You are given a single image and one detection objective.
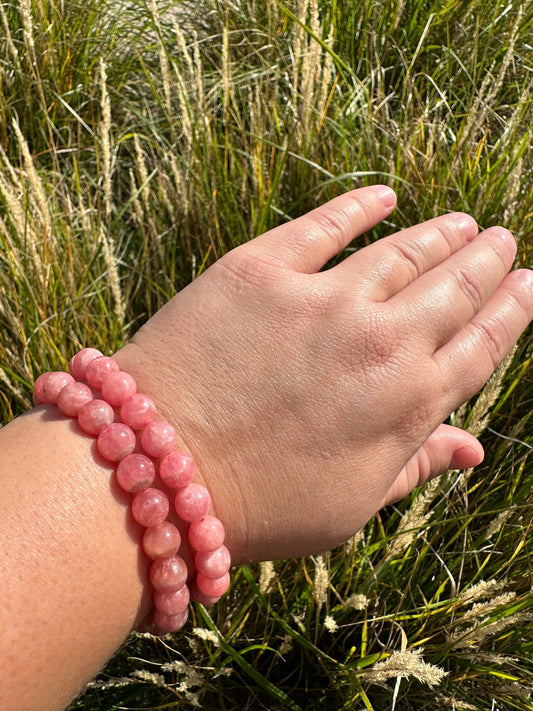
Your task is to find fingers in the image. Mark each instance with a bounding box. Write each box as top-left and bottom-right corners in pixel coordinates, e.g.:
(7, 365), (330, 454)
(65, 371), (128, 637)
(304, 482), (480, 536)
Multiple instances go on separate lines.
───
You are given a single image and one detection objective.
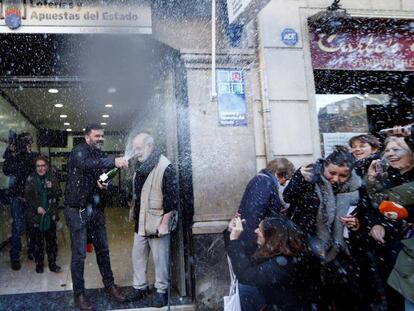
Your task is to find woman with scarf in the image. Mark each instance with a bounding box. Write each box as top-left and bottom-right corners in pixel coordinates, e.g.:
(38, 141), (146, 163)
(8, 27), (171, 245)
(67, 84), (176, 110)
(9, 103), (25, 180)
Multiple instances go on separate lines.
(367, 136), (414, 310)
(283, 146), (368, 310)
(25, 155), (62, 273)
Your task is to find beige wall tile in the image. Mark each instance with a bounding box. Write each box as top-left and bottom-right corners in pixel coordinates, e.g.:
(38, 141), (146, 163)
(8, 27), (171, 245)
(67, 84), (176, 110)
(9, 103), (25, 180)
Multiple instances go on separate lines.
───
Pick out and copy each line of the entries above that contains the string "coordinates". Treat uppercase and lowercase as different.

# Task output:
Your task is to find fingers in the image. Mark each instance with a bounding box. Write each box as top-left and bottom-right corners in pixel coordinates, e.g.:
Your task is to find woman with scarf in the image. Mark each instance with a bounding box. Write each box as top-left and bottom-right corners in pixel coordinates, e.g.:
Your task is to find beige wall tile in the image. Mark each instance with a bounding box. Write each box as top-left and bottom-right corners in pixel coordinates, e.g.:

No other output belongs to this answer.